__PASSAGE TO READ__:
┄┄┄┄┄┄┄┄┄┄

Marriage has three stages. The first stage is called honey moon and lasts about two years. This stage is very sweet, nice and romantic. This is where you find names like honey, sweet heart, baby and so on.

In this stage, everything is perfect. This is a stage where a man returns home and dumps his socks and shoes anywhere but in the morning, he will wake up and find them placed where they’re supposed to be. This is where madam doesn’t go to bed until you return home. She sits in the living room and receives all the mosquito bites waiting for you till you return, take a shower and enjoy supper. Even if you return at midnight, you find her waiting for you. Wait and see what happens in the second stage.

This first stage is beautiful with alot of tolerance. This is a stage where at night while in bed, you release a very toxic gas and your spouse instead apologizes. Remember, you have gassed but again he tells you, “Sorry darling, it’s okaaaaaay.” This is unbelievable. Madam has gassed but to you, it’s okay. Oh my God, this is sweet. Everything is just merry making during this stage. In conclusion, Enjoy this stage for as much as we can.

The second stage lasts for ten years! This is where honey moon is over. This stage is red hot. During this stage, perhaps financial challenges have come in. You have given birth and the children are also disturbing you. Sometimes you are yet to give birth but really want to and the pressure on you is mounting from all corners. Landlords have become Landlords. There is loss of employment. Things are just tight.

Life is hard in this second stage. The man who used to return home early now returns very late. Sometimes he doesn’t even return home. There are suspicions of infidelity and cheating. You don’t trust each other. You feel your spouse is cheating, and infact he or she is cheating. When you return home and leave your shoes outside, in the morning, you find them where you left them. Things are hot here.

This is a stage where at night, you release a toxic gas and your partner asks what you ate during supper time yet you ate the same meals. He can even leave the bed and spend the night in the sitting room simply because you gassed. Imagine only gassing.

The second stage is hot. There are fights; spiritual, physical and in all aspects. This is the stage where you reach the point of considering separating. Each spouse shows his or her true colours in this stage. A night dancer switches on the reggae, mixes the music and punches the baseline. Your relatives taste the greedy side of your wife.

Those who persevere and overcome this stage end up keeping their marriage till death does them part. However, very many hang up the towel in this stage. They quit. In conclusion, Those who are in this stage should fight a little longer, not to hang up the towel. There is light at the end of the tunnel. Just a little longer and you are done with this heat.

Finally, there’s the last stage. This comes after the ten red hot years. This last stage is lukewarm. It’s neither cold or hot. You gas at large and no one applauds you or complains. You have seen enough of each other. You have known each other’s true colours.

┄┄┄┄┄┄┄┄┄┄

__PROBLEM 1__:
Condense the paragraph of the passage on marriage that begins "The second stage lasts for ten years!" into a short bulleted list that keeps its main facts.
__PROBLEM 2__:
Reproduce word for word the portion of the passage on marriage that opens with the words containing "In this stage, everything" and closes with "the second stage.".

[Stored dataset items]
┄┄┄┄┄┄┄┄┄┄

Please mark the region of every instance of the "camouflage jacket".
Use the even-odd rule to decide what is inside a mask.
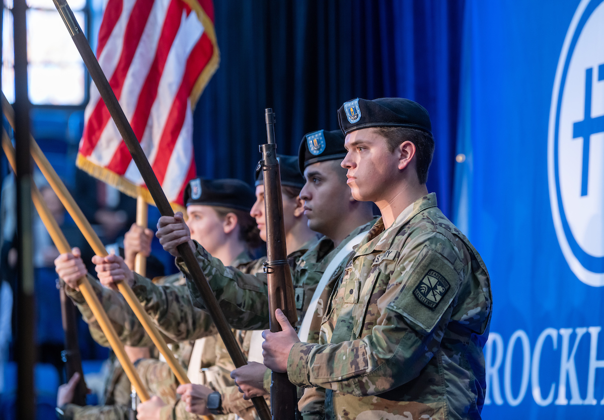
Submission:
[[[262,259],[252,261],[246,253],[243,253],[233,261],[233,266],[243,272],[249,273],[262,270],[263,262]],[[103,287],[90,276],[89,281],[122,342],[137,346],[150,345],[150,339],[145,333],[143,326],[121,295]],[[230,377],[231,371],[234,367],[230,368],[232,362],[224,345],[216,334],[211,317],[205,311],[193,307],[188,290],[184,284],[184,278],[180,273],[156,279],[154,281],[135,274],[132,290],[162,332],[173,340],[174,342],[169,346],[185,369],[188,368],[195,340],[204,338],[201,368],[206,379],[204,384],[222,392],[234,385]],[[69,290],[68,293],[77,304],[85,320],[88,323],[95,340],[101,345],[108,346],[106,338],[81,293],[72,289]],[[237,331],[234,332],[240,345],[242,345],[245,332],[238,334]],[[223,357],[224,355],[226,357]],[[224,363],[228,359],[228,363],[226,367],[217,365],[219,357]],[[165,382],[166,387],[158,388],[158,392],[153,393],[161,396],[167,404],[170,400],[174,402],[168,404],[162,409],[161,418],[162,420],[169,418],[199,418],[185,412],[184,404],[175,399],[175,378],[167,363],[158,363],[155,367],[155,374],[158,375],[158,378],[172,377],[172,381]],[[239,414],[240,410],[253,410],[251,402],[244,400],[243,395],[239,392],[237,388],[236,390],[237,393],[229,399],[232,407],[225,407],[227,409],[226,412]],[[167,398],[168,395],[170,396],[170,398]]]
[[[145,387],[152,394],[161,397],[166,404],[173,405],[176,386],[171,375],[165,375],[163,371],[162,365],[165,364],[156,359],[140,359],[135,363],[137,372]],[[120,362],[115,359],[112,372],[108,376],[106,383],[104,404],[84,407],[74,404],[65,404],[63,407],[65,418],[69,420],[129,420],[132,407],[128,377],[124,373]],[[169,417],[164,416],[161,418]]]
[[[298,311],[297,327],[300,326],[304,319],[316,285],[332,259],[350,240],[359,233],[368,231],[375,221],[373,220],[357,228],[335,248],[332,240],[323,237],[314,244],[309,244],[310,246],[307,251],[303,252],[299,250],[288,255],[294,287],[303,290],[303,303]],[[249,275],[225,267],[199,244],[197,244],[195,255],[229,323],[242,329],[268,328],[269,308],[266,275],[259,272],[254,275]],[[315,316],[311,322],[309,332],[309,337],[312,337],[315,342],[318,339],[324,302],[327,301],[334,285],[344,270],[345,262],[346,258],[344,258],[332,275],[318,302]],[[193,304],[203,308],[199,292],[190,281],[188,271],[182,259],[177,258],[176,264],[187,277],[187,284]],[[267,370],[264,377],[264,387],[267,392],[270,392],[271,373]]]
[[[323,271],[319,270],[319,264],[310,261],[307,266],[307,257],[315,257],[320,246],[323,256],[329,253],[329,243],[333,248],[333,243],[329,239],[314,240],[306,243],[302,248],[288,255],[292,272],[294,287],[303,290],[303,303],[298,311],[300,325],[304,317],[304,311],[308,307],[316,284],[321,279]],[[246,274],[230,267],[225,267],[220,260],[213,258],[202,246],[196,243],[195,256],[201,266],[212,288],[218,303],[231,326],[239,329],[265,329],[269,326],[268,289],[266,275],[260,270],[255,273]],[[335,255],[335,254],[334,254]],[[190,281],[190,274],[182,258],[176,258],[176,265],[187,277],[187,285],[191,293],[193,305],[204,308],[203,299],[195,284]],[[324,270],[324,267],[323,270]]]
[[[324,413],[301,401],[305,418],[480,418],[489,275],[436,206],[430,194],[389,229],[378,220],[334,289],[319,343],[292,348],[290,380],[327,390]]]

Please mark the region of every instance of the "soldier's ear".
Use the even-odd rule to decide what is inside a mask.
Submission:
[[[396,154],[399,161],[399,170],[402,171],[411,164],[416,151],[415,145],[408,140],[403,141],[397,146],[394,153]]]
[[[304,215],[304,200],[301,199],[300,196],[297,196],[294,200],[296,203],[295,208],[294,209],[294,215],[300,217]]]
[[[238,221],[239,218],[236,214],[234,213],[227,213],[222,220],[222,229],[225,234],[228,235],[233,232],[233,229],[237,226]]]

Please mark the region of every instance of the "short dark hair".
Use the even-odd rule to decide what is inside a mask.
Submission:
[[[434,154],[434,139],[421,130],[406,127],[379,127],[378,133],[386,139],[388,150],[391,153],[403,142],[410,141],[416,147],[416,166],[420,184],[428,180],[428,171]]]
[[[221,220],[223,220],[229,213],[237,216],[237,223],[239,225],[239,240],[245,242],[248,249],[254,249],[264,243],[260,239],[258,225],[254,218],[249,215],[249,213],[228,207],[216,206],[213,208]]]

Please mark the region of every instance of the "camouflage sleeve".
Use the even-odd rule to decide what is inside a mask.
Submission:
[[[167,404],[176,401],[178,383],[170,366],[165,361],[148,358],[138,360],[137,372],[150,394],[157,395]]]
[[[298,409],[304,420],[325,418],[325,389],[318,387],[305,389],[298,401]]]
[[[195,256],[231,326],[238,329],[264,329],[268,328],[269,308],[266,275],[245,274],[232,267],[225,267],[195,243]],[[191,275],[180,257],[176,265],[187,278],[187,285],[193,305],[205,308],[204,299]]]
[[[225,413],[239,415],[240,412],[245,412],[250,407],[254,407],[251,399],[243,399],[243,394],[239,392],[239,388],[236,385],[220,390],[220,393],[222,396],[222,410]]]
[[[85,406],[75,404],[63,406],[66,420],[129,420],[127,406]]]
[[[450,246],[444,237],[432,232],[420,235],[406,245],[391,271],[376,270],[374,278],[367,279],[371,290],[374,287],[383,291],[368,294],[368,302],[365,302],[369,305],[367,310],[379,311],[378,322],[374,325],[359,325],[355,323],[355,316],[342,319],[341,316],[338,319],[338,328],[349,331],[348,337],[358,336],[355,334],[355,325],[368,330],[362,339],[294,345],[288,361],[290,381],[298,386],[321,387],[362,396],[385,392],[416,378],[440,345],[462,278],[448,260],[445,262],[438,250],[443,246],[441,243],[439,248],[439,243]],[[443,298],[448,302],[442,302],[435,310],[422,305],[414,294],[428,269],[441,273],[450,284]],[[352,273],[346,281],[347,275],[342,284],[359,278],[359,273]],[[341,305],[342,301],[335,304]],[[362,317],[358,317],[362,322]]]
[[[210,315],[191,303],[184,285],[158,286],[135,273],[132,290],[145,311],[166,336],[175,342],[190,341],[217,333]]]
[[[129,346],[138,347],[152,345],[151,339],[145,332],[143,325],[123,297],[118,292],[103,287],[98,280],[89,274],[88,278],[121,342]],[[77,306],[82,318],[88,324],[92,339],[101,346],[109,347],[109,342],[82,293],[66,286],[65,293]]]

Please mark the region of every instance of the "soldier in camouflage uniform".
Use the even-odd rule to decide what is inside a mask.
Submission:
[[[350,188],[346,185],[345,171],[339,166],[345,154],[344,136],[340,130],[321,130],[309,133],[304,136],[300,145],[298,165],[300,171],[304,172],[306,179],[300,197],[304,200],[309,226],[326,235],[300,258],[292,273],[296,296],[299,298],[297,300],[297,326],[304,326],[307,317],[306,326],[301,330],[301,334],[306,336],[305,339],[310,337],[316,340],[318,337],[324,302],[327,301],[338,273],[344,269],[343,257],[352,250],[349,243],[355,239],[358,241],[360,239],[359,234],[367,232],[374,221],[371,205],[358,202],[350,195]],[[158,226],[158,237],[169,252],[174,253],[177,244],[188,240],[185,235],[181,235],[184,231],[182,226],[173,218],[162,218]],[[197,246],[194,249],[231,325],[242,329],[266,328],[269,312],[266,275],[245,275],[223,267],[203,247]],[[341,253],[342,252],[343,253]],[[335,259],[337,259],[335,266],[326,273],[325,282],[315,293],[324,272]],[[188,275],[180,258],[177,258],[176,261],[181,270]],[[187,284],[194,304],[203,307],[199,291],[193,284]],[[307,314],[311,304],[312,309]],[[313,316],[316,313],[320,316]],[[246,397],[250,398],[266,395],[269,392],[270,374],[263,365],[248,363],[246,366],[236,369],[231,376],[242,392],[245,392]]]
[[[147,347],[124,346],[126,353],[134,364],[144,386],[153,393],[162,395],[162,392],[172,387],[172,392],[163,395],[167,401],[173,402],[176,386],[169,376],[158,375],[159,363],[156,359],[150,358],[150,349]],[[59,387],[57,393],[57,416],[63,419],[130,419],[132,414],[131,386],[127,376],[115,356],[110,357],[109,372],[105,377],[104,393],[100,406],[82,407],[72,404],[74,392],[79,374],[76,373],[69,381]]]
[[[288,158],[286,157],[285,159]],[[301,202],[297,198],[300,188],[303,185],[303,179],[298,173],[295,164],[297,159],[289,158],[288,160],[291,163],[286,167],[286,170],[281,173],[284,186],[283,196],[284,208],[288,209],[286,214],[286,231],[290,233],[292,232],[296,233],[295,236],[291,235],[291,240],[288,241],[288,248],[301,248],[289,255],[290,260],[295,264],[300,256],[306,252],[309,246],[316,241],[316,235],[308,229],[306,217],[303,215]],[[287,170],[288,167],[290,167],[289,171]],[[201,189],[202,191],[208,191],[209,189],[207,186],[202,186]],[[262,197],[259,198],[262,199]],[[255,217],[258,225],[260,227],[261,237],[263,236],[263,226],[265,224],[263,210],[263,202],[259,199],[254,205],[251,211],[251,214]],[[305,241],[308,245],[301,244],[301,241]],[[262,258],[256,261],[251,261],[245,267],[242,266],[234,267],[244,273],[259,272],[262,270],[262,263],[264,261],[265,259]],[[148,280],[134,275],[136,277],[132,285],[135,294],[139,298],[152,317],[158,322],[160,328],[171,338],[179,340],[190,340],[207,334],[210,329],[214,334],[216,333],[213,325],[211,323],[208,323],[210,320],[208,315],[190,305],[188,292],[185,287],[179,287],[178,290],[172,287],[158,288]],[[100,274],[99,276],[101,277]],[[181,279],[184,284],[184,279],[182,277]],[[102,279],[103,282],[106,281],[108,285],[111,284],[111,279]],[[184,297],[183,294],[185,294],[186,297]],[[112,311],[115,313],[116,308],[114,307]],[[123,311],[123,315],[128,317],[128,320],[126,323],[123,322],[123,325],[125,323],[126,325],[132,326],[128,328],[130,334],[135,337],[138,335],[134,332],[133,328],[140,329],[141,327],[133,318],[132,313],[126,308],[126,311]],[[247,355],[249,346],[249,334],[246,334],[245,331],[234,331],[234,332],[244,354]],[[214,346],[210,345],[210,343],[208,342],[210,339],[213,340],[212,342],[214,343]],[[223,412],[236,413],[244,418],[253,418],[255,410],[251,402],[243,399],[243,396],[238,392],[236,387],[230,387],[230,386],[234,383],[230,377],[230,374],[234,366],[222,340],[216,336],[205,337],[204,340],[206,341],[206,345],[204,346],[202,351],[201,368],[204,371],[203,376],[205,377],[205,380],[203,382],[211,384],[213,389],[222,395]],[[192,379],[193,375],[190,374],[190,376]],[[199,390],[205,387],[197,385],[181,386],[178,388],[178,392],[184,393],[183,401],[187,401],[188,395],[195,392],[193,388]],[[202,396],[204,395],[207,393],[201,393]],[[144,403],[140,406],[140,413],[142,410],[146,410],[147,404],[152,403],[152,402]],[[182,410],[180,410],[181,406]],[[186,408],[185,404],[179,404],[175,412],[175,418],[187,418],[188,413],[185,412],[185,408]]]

┄┄┄┄┄┄┄┄┄┄

__TASK ANSWER 1__:
- The second stage lasts ten years, and the honeymoon is over.
- This stage is red hot.
- Financial challenges may have come in.
- Children may be disturbing the couple, or the couple may want children and face mounting pressure from all sides.
- There may be loss of employment.
- Things are tight.

__TASK ANSWER 2__:
In this stage, everything is perfect. This is a stage where a man returns home and dumps his socks and shoes anywhere but in the morning, he will wake up and find them placed where they’re supposed to be. This is where madam doesn’t go to bed until you return home. She sits in the living room and receives all the mosquito bites waiting for you till you return, take a shower and enjoy supper. Even if you return at midnight, you find her waiting for you. Wait and see what happens in the second stage.